- _Task brief_:
Take the line that contains "tree in the photo above." and every line after it in the material below, and quote them exactly.

Start Supplied information

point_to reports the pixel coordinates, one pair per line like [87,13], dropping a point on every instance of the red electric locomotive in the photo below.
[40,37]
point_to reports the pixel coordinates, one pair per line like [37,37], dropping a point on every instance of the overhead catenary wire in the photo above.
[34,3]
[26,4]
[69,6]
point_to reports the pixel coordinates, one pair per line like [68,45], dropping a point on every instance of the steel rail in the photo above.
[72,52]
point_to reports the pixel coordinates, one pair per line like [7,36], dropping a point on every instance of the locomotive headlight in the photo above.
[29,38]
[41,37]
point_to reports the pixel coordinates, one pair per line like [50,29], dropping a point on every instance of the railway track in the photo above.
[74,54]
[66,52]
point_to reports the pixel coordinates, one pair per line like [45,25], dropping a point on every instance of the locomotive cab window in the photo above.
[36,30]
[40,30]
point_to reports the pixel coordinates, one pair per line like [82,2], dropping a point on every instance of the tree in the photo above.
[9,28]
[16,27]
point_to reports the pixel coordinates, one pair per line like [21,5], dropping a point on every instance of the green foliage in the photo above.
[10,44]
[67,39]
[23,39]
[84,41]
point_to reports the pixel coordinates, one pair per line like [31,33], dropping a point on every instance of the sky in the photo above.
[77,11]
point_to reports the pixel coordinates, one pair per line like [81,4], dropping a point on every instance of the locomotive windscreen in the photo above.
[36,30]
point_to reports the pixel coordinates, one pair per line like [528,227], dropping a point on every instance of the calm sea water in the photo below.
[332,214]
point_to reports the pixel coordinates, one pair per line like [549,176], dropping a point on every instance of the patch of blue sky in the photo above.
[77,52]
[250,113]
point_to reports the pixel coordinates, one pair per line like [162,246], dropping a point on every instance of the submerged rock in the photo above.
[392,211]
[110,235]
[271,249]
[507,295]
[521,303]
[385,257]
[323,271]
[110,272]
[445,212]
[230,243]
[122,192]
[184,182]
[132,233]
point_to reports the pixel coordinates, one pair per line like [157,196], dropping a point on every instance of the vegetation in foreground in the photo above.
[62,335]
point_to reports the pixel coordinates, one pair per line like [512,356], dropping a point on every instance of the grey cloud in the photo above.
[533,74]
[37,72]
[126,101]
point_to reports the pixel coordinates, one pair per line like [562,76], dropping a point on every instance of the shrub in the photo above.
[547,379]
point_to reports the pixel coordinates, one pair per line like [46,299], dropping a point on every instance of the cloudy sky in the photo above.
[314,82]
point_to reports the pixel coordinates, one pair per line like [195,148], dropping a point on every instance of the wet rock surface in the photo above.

End Supplied information

- _Response_:
point_to reports the pixel coordinates, one pair per line like [82,2], dropping a point on every instance of the tree in the photo above.
[9,28]
[16,27]
point_to reports the pixel coordinates, one pair per line like [21,5], dropping a point on every instance of the green foliage in the photo above.
[10,44]
[67,39]
[23,39]
[84,41]
point_to reports the pixel coordinates, one pair per line like [31,33], dropping a point on every instance of the sky in the photo above.
[77,11]
point_to reports the pixel coordinates, one pair per line like [81,4], dropping a point on every instance of the locomotive windscreen in the photo above.
[36,30]
point_to reports the pixel coordinates, one pair per line like [528,227], dropping a point on every instance of the calm sea water in the photo below.
[332,214]
point_to reports the pixel coordinates, one pair per line like [549,176], dropping a point on every instance of the patch of blue sky in the photo above.
[77,52]
[250,113]
point_to reports the pixel coordinates, one pair per line like [162,246], dropping a point on every instance of the submerged rock in the photo above.
[392,211]
[110,235]
[271,249]
[507,295]
[521,303]
[385,257]
[323,271]
[110,272]
[445,212]
[230,243]
[122,192]
[184,182]
[132,233]
point_to reports the pixel coordinates, one pair per line like [157,196], dropping a point on every instance of the vegetation in foreground in the photo above.
[62,335]
point_to reports the pixel coordinates, one pair per line like [512,356], dropping a point on every instance of the grey cloud in the photo above.
[533,74]
[37,72]
[126,101]
point_to reports the pixel coordinates, one pair per line like [562,76], dropping a point on every instance of the shrub in the photo above.
[547,379]
point_to reports the pixel coordinates, one pair per line like [46,299], dropping a point on every instance of the cloudy sky in the photo above.
[314,82]
point_to reports the pixel coordinates, one pair per line like [195,148], dropping a point on every instance of the wet rock surface in the photo above.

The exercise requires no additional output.